→ **DIRECTIONS FOR THIS TASK**
Render the rows as a numbered list, starting at the line that contains "tag the man's" and ending at the final line of the rows, with both of those lines included and any blank lines omitted.

A run of rows:

───

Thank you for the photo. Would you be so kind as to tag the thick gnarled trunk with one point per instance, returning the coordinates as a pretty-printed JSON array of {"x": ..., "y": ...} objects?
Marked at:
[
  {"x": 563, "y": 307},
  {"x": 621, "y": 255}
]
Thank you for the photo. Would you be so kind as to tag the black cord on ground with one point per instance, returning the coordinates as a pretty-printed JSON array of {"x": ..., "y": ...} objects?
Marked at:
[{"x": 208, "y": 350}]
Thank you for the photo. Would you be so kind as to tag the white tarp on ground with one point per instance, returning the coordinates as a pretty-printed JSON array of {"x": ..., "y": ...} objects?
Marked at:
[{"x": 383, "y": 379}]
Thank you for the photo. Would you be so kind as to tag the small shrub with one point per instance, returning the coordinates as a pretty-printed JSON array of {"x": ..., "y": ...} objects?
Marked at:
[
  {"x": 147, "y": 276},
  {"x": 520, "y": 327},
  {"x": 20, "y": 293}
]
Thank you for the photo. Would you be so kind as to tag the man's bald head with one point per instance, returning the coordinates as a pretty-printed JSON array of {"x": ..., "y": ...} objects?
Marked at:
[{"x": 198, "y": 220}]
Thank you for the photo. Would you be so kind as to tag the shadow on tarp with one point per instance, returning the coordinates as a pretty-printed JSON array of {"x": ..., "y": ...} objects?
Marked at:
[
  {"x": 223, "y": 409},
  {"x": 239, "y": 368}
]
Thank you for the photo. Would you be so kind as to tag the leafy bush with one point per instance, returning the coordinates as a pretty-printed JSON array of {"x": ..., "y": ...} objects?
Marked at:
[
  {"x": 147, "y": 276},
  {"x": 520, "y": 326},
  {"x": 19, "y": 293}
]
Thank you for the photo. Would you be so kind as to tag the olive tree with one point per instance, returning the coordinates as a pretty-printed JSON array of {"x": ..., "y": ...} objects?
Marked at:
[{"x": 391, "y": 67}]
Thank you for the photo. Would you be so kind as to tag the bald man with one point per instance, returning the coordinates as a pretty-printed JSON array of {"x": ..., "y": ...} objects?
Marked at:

───

→ **EXPECTED ANSWER**
1. Thank you for the photo. Would you be so kind as to tag the man's bald head with one point per instance, returning the coordinates as a pretty-printed JSON array of {"x": ..., "y": ...} objects?
2. Marked at:
3. [{"x": 198, "y": 220}]
4. Thank you for the photo. Would you be so kind as to tag the shadow on tarp with one point per instance, returning the coordinates as a pretty-printed JSON array of {"x": ..., "y": ...} objects?
5. Marked at:
6. [
7.   {"x": 223, "y": 409},
8.   {"x": 239, "y": 368}
9. ]
10. Thank you for the photo. Would you be so kind as to tag the leafy bush with one point per instance, returning the coordinates as a pretty-printed JSON array of {"x": ..., "y": ...} objects?
11. Marked at:
12. [
13.   {"x": 147, "y": 276},
14.   {"x": 520, "y": 326},
15.   {"x": 19, "y": 293}
16. ]
17. Thank you for the photo. Would you be so kind as to tag the olive tree with one point per instance, returning the coordinates as a pretty-printed JSON array of {"x": ..., "y": ...} objects?
18. Marked at:
19. [{"x": 391, "y": 67}]
20. Thank you for the photo. Would you be so kind as to tag the bald man with one point per instance, returning the coordinates as a pretty-printed JSON array of {"x": ..., "y": ...} objects?
21. Marked at:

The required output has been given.